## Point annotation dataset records
--- begin ---
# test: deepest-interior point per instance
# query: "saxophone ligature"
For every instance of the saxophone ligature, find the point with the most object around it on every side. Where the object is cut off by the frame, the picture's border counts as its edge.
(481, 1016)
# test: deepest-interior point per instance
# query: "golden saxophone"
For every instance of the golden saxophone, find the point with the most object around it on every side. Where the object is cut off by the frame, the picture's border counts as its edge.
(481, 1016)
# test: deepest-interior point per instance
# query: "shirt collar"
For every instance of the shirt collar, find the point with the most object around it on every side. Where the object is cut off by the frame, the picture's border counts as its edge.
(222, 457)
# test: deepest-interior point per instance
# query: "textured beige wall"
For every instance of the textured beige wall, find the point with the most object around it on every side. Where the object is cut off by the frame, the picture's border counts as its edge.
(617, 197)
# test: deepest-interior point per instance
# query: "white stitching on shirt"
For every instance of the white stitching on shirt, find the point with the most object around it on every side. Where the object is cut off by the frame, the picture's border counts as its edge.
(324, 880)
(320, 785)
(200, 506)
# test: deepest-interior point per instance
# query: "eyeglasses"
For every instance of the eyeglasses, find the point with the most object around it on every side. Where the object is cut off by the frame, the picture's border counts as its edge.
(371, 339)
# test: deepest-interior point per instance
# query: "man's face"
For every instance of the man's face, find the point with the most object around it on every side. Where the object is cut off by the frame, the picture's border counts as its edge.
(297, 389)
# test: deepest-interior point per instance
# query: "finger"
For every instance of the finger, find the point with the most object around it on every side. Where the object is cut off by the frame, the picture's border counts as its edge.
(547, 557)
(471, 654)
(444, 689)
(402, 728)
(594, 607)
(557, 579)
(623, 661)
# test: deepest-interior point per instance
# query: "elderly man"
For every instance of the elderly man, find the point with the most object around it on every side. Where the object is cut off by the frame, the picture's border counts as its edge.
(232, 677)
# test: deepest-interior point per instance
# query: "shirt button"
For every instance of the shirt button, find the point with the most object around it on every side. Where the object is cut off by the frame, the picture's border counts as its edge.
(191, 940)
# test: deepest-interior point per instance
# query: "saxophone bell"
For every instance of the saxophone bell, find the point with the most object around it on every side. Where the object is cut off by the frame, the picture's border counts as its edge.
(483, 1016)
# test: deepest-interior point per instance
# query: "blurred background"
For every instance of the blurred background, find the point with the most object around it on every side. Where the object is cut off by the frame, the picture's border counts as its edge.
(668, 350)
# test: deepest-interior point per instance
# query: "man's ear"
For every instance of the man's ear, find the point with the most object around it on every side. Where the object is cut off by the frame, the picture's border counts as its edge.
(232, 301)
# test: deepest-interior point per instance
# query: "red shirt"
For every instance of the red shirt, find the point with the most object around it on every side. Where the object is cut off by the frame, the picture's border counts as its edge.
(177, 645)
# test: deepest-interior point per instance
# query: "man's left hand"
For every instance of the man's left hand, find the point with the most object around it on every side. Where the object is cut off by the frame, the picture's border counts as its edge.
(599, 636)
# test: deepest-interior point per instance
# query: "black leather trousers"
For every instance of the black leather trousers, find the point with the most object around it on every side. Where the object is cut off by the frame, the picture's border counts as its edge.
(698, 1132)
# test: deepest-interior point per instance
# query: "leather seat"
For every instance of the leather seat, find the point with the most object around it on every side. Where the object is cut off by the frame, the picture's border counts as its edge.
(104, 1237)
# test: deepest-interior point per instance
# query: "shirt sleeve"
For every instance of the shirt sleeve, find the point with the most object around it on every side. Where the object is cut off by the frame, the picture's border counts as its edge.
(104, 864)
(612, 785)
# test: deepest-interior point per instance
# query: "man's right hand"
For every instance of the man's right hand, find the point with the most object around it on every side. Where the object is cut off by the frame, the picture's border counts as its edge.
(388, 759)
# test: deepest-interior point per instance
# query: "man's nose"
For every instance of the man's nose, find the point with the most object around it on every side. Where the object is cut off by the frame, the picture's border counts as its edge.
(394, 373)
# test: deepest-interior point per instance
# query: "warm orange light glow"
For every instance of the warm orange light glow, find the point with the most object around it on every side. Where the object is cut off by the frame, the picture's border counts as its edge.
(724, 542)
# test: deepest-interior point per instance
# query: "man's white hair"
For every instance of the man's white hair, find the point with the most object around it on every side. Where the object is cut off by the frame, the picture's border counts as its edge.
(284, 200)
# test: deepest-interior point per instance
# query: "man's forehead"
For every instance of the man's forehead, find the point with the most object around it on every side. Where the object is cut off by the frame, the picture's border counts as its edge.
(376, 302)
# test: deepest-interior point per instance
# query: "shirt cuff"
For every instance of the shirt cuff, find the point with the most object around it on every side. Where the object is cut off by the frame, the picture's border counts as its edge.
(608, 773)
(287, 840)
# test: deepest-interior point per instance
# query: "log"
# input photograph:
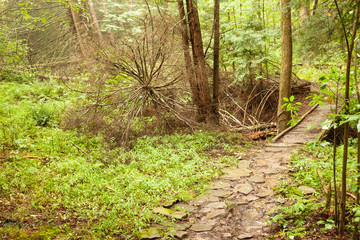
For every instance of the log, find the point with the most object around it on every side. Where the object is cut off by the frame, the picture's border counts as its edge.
(259, 127)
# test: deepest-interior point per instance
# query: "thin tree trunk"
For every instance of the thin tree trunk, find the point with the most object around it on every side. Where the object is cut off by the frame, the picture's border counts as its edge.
(316, 2)
(205, 102)
(111, 35)
(356, 231)
(260, 70)
(355, 71)
(185, 45)
(79, 34)
(216, 77)
(95, 22)
(286, 64)
(350, 47)
(304, 11)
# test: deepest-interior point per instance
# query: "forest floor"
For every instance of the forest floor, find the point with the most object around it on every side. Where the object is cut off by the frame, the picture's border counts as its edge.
(239, 203)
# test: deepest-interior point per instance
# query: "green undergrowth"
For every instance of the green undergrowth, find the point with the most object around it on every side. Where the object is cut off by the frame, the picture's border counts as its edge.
(64, 185)
(305, 215)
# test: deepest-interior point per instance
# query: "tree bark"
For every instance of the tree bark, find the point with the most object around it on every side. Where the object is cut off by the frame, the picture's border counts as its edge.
(216, 77)
(350, 48)
(316, 2)
(304, 11)
(95, 22)
(286, 64)
(188, 61)
(111, 35)
(205, 103)
(260, 69)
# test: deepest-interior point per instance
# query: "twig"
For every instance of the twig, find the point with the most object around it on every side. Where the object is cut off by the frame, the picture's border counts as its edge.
(79, 148)
(289, 128)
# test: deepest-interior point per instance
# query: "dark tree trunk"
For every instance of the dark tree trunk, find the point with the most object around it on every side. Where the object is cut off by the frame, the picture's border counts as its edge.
(316, 2)
(286, 64)
(350, 48)
(95, 22)
(216, 77)
(205, 103)
(188, 61)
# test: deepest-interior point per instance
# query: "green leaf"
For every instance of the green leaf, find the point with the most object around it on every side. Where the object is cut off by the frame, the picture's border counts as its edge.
--- end ---
## Exercise details
Reproduce every record word for word. The copy must contain no pictures.

## The reply
# test: deepest-interior point per instance
# query: "saxophone ligature"
For every instance of the saxophone ligature, find the point with the most object around it on every side. Where the object is cut off by the frame, the picture's border counts as its edge.
(481, 1016)
# test: deepest-interior point per instance
# query: "golden saxophone"
For every instance of the golden saxophone, find the point with the most object around it on every side. Where the object is cut off by the frame, the picture's border counts as its edge.
(481, 1016)
# test: deepest-interior point per instance
# query: "shirt collar"
For every instance of the shirt collar, find the point with the most object around it on every side. Where the object is cut off by the frame, the picture's border counts as its edge.
(222, 457)
# test: deepest-interior point per instance
# query: "textured beige wall"
For every instance of the textured beige wall, find the point with the most object around it on every side. Where the object is cut off by the frame, the picture's border counts as its edge.
(617, 197)
# test: deepest-interior point per instance
# query: "white stitching on shirt"
For every instance of the white stitching on shirt, find the point with the most object around it on every side. Where the object is cut off by the frame, the picture's border counts as its edge.
(324, 880)
(320, 785)
(200, 506)
# test: deepest-interior point per instance
# query: "eyeglasses"
For every instance of the eyeglasses, find the point with the most object around it on every side. Where the object is cut off by the frame, the picture's border counts as its edge.
(371, 339)
# test: deepest-interior point per instance
# query: "man's face"
For every instance of the man's face, find the point with the most object around it on every side. Where the object is cut off by the frame, the picture's border counts as its edge.
(297, 389)
# test: deepest-interior point per instance
# query: "finger"
For every instance of the finger, find the point with the most object around it on every side. Where the object is cut off by the frame, the picture's border counts as its edge.
(547, 557)
(471, 654)
(444, 689)
(402, 728)
(594, 607)
(557, 579)
(623, 661)
# test: deepest-interior point per instance
# query: "elderly man"
For every instance of the elderly man, find the point with the most object around it on every side. Where the object is cut off by the frame, the picture's border counts as its edge.
(232, 677)
# test: deepest-interior point per instance
# query: "shirt button"
For every instance of the shirt button, find the point with the most object around it on every side. Where the object is cut off by the frame, the picture's border counts as its edge.
(191, 940)
# test: deepest-interior point per instance
# query: "saxophone bell"
For every instance of the saxophone bell, find the point with the most object around it on every side. Where the object is cut off by the frame, the picture's border counts as its edge.
(483, 1016)
# test: deepest-interior point per instance
# query: "blurred background"
For every instance of the blurred background, find the point with the most object around it on every side. Where the object is cut off by the frame, the picture's border counts as its edge.
(668, 350)
# test: deepest-interior point per instance
# query: "man's ear"
For every instance of the man's ear, find the point with the most object around it on every side. Where the object is cut off by the frame, the picture's border counts as its edge.
(232, 301)
# test: deepest-interior point per instance
# query: "red shirt"
For every instance of the red shirt, find the point with the most object around it on every side. Where the object is cut off by the frame, the picture's border counts as its edge.
(177, 645)
# test: deepest-interior point per instance
# query: "man's left hand"
For every instance of the man's left hand, find the point with the most object around it on every side. Where the object is cut off by the frame, the picture's border counts as its edge.
(599, 636)
# test: deepest-interior point per instance
# query: "black leather trousers"
For every instance of the black leather trousers, find the point with the most object around it on every side. Where the object is cut off by the frame, the picture's border counts as its edge.
(698, 1132)
# test: deepest-interior point per instance
# query: "leather seat"
For every instance of the leather seat, find the point with the most object around it on every side. Where the object is cut off by the frame, the picture's border counts as its edge.
(104, 1237)
# test: deepest-interior point per instance
# query: "shirt sleeve"
For every instance of the shirt sleeve, find the point with the most object around it on every side. Where the object is cut off by the frame, the picture's border counts as its edge.
(104, 864)
(612, 785)
# test: deepest-interior point per instance
# query: "man's right hand"
For every instance of the man's right hand, find the point with the most object around it on every side. Where the object is cut off by the frame, the picture's border counts as its edge.
(388, 759)
# test: deepest-interior point per instance
# query: "man's nose"
For every instance of the man's nose, find the point with the most object around it on every side. Where the object is cut off by the frame, the picture's border counts as its edge.
(394, 373)
# test: deepest-interior point per instance
# query: "warm orange light glow"
For every instance of the warm orange light glow, find the point with the most object around it on every side. Where the object is cut off by the frame, the picture's border counts as its edge.
(724, 542)
# test: deepest-interior point per instance
# query: "man's white hair"
For every instance of the man's white hair, find the point with the most object around it on every side. Where the object is cut off by the frame, the picture's border counts as its edge.
(284, 200)
# test: deepest-interior point per instance
# query: "man's forehead"
For every instance of the man's forehead, find the point with the most object around it on every side. Where the object is cut off by the frame, the picture's border counts as its edge.
(376, 302)
# test: deepest-interior point per instance
# query: "shirt cuff"
For every instance of the shirt cuff, find the point with the most object around it on every side. Where the object is cut off by the frame, the picture's border counts as its edge.
(608, 773)
(287, 840)
# test: deepest-interior point per instance
# query: "log"
# input photograph:
For every instance of the log, find the point with the most object around it on every side. Where the object is cut off by the frame, the picture's border counts as its edge.
(259, 127)
# test: deepest-interior point per instance
# query: "thin tree trunk"
For every instance of the thin tree trunk, find the point with the most object around it on every side. Where the object is cut off by the frame, the picture's border counts as its edge.
(316, 2)
(205, 102)
(111, 35)
(356, 231)
(260, 70)
(355, 71)
(185, 45)
(79, 34)
(216, 77)
(95, 22)
(286, 64)
(350, 47)
(304, 11)
# test: deepest-interior point per instance
# query: "forest floor"
For every instance of the forest floor, find the point with the most object around it on every side. Where the object is cut off by the frame, the picture's border counts as its edge.
(239, 203)
# test: deepest-interior point per instance
# query: "green undergrowth"
For every instance of the green undergrowth, find the point with the most object around it on every side. Where the object is cut off by the frame, the picture's border counts as its edge.
(64, 185)
(305, 215)
# test: deepest-interior point per instance
# query: "tree bark"
For every instance of the tree bark, find the point with the most object around it on every side. Where the object is cut off by the frame, the picture's border counts as its edge.
(216, 77)
(350, 48)
(316, 2)
(304, 11)
(95, 22)
(286, 64)
(188, 61)
(111, 35)
(205, 103)
(260, 69)
# test: deepest-interior point per instance
# query: "twig"
For every instance of the twig, find the point with the most object around it on every side. Where the object is cut off by the frame, the picture's border counts as its edge.
(79, 148)
(289, 128)
# test: deepest-interior point per instance
# query: "dark tree trunk"
For every instance of the dark tree trunk, find the point with the most object around it on every side. Where the object is cut off by the frame, the picture's border counts as its edge.
(316, 2)
(286, 64)
(350, 48)
(95, 22)
(216, 77)
(205, 103)
(188, 61)
# test: deepest-interior point per instance
# query: "green leaf"
For every instance of the green leaf, find the point with the most object around it on every side. Where the object is cut off by the frame, the picture's border counts as its edge.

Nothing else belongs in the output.